[Begin]

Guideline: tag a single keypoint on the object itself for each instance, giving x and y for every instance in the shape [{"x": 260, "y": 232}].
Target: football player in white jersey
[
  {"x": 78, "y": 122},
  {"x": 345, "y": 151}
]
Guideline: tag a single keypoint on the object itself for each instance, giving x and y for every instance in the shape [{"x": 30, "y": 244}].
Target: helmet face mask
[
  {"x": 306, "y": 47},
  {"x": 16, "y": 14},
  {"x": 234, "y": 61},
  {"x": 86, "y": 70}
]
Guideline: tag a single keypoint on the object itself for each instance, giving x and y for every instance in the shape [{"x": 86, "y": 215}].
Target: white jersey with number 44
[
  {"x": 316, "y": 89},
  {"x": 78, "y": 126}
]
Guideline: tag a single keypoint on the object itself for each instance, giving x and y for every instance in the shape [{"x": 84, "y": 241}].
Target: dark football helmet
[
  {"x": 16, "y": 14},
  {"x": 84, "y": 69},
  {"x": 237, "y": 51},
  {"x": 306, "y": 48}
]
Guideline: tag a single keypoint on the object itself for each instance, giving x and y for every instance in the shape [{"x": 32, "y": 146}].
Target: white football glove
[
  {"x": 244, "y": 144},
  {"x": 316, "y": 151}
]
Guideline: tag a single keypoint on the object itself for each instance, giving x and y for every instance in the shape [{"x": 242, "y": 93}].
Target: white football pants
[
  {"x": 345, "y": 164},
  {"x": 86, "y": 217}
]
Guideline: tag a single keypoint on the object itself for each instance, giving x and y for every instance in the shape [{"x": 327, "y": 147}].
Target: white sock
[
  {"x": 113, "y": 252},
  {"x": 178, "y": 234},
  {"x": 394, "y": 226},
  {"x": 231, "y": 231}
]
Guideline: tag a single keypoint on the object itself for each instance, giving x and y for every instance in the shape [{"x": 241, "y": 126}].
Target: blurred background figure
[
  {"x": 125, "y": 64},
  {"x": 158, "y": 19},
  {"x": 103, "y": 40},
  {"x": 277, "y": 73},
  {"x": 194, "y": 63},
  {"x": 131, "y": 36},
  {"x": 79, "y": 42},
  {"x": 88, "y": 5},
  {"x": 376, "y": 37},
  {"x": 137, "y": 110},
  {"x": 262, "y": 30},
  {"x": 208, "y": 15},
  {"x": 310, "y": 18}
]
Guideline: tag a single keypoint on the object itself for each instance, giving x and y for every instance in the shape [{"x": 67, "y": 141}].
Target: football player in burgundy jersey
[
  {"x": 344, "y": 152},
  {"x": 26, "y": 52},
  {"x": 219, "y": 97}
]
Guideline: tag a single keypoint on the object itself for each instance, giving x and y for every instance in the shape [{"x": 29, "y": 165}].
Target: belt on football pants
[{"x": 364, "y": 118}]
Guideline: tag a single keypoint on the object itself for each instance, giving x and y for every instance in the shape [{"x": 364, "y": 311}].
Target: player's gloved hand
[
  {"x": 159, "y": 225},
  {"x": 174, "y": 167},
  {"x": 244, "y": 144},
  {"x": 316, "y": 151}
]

[End]
[Begin]

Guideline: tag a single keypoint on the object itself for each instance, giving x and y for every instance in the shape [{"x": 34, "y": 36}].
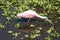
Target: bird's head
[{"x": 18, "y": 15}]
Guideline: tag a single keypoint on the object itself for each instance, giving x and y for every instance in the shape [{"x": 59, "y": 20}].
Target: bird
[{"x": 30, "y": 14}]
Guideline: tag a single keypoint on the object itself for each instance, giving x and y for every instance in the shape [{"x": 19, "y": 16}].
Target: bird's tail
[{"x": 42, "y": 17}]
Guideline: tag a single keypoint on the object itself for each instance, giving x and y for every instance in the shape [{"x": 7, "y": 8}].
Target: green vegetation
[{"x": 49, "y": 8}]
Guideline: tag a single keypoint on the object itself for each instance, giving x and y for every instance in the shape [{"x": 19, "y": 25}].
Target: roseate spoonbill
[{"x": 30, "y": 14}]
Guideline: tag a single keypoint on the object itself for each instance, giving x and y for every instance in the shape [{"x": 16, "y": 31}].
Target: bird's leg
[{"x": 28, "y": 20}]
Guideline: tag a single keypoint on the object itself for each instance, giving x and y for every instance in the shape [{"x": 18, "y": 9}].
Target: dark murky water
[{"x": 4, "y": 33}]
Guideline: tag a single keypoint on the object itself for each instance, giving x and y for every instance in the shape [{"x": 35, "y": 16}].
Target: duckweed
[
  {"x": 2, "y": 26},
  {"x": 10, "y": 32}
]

[End]
[Begin]

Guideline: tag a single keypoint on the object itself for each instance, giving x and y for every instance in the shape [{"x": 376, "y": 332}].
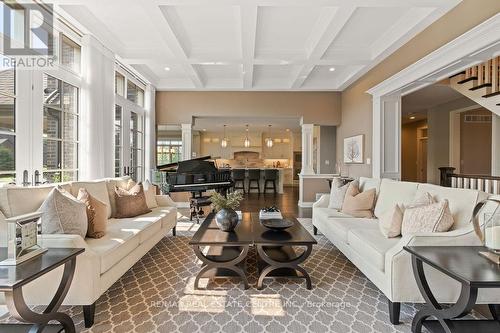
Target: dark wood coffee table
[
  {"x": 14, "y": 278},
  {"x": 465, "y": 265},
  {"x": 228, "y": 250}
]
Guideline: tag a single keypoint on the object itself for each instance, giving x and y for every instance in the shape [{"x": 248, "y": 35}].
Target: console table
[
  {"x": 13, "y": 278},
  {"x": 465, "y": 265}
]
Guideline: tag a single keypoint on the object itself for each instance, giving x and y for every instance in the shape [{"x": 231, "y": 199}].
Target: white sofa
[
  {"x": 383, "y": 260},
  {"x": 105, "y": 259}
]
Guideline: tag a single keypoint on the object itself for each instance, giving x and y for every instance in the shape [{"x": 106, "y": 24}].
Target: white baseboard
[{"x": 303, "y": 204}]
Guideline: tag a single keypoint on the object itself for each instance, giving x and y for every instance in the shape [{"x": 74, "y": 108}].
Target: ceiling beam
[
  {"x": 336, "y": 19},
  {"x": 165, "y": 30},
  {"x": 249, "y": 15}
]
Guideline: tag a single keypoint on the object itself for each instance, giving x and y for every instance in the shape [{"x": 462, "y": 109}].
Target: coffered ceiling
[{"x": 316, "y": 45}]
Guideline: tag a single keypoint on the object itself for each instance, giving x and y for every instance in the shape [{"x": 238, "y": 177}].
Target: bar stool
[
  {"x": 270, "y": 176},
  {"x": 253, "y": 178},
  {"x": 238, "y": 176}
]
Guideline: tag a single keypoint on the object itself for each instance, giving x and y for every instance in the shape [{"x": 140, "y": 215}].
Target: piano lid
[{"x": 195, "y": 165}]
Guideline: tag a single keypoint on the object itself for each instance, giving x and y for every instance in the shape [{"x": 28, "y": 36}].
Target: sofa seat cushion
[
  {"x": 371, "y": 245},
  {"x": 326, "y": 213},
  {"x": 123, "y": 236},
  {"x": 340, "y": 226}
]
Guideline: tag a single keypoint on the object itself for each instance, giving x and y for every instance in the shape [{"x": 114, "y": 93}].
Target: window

[End]

Your goal -> Return every line of the records that contains the word "ceiling", matching case exactly.

Exercise output ->
Target: ceiling beam
Target: coffered ceiling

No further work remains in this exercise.